All lines from the one that contains "Objective — one point per instance of the building" through the final line of the entries must be repeated exactly. No other lines belong in the output.

(Beginning of PROVIDED DATA)

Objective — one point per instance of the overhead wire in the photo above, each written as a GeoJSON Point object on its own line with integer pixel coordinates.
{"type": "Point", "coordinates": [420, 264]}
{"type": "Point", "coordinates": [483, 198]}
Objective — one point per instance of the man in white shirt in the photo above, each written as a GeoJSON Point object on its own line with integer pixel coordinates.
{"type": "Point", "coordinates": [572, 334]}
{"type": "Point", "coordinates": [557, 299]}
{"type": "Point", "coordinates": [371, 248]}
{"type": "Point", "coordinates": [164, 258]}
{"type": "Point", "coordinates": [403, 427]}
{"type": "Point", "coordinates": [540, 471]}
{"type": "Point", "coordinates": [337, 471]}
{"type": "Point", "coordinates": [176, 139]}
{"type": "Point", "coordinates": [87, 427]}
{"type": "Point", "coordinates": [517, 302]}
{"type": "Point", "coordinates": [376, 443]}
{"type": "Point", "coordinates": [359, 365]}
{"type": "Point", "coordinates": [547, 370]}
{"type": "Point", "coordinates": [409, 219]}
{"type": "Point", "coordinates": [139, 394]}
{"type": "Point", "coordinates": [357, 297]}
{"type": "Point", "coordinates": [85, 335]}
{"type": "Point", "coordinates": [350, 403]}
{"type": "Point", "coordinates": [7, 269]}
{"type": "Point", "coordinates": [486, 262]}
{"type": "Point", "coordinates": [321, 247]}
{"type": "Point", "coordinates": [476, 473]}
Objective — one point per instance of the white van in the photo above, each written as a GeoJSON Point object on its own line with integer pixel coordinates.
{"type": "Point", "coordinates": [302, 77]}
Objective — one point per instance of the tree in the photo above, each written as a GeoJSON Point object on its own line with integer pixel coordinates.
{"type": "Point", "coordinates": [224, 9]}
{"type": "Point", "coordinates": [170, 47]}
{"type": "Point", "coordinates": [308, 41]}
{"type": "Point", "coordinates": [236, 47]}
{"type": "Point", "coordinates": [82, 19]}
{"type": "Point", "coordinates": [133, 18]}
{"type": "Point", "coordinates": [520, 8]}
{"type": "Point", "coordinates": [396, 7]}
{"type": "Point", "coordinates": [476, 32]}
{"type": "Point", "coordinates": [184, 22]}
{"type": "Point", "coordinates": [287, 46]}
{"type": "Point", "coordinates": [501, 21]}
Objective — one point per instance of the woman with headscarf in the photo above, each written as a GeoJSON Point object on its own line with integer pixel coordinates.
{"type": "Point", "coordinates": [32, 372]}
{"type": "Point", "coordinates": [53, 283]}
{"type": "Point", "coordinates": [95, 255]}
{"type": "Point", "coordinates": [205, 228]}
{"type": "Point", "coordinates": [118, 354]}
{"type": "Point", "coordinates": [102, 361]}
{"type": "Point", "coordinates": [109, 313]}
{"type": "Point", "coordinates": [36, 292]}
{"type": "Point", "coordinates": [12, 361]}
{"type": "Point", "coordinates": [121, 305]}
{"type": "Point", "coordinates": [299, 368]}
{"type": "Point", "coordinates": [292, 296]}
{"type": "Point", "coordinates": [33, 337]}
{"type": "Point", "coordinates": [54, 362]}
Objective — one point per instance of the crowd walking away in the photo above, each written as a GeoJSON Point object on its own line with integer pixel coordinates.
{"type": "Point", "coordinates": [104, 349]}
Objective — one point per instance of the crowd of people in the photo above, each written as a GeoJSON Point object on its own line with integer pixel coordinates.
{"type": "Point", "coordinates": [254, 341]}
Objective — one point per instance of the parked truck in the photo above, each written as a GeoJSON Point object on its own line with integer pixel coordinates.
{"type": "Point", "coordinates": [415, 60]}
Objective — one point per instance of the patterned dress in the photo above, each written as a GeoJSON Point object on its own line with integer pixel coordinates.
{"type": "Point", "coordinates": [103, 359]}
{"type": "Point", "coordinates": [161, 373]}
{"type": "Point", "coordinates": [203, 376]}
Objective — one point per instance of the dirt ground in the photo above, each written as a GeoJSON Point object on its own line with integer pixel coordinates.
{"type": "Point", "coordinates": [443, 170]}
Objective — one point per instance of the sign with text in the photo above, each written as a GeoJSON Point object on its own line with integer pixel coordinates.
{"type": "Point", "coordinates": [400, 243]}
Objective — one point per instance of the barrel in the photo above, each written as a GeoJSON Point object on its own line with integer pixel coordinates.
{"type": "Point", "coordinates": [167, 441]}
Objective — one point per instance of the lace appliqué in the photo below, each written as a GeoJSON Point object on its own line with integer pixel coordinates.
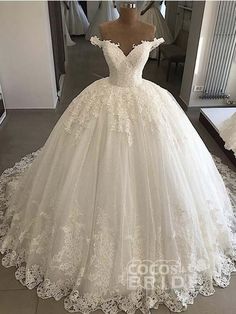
{"type": "Point", "coordinates": [34, 276]}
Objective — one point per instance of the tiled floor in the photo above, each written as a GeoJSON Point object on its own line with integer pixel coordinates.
{"type": "Point", "coordinates": [25, 131]}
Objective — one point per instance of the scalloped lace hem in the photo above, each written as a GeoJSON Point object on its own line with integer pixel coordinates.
{"type": "Point", "coordinates": [175, 300]}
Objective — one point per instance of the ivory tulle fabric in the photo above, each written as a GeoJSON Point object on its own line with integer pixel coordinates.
{"type": "Point", "coordinates": [228, 132]}
{"type": "Point", "coordinates": [122, 178]}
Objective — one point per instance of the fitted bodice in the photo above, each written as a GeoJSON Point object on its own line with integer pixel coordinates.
{"type": "Point", "coordinates": [126, 70]}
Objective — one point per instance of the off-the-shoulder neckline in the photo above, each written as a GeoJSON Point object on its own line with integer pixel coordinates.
{"type": "Point", "coordinates": [96, 39]}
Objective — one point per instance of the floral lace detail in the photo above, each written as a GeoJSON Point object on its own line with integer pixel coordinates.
{"type": "Point", "coordinates": [34, 276]}
{"type": "Point", "coordinates": [229, 177]}
{"type": "Point", "coordinates": [96, 104]}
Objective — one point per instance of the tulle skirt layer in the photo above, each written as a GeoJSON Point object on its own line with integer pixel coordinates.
{"type": "Point", "coordinates": [123, 179]}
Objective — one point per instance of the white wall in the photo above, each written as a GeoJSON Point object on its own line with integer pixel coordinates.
{"type": "Point", "coordinates": [206, 36]}
{"type": "Point", "coordinates": [26, 61]}
{"type": "Point", "coordinates": [91, 9]}
{"type": "Point", "coordinates": [230, 89]}
{"type": "Point", "coordinates": [192, 51]}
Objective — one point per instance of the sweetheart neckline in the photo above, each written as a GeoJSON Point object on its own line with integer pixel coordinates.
{"type": "Point", "coordinates": [134, 46]}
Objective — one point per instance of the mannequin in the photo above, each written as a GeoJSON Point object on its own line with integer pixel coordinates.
{"type": "Point", "coordinates": [127, 30]}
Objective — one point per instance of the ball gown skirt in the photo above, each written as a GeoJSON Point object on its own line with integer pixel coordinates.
{"type": "Point", "coordinates": [123, 181]}
{"type": "Point", "coordinates": [228, 133]}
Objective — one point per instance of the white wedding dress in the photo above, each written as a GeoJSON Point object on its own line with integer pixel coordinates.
{"type": "Point", "coordinates": [228, 133]}
{"type": "Point", "coordinates": [123, 179]}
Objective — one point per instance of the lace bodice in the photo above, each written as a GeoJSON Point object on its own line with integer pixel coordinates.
{"type": "Point", "coordinates": [126, 70]}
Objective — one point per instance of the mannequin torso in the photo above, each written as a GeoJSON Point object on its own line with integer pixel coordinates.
{"type": "Point", "coordinates": [127, 30]}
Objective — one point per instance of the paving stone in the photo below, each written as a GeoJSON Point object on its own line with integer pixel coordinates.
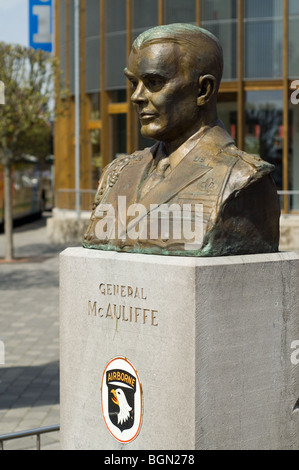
{"type": "Point", "coordinates": [29, 328]}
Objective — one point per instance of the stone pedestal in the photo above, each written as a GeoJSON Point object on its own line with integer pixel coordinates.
{"type": "Point", "coordinates": [210, 341]}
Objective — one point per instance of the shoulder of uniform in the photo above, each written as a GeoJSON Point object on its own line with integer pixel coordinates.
{"type": "Point", "coordinates": [244, 159]}
{"type": "Point", "coordinates": [112, 171]}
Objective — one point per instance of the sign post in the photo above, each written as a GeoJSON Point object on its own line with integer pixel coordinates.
{"type": "Point", "coordinates": [40, 24]}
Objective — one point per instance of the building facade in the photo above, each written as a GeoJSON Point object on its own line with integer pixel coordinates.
{"type": "Point", "coordinates": [257, 99]}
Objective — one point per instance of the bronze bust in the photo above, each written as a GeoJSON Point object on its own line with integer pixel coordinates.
{"type": "Point", "coordinates": [212, 198]}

(End of PROVIDED DATA)

**WRITTEN REPLY:**
Objective — one point per instance of the building facade in the photo above, each written as a GeoJSON Point object on its own line with integer pixel coordinates.
{"type": "Point", "coordinates": [257, 99]}
Objective — one point per instance of the bronze bust in the photo above, each written as a GeoJSON Point object on its own line with integer pixel coordinates.
{"type": "Point", "coordinates": [212, 198]}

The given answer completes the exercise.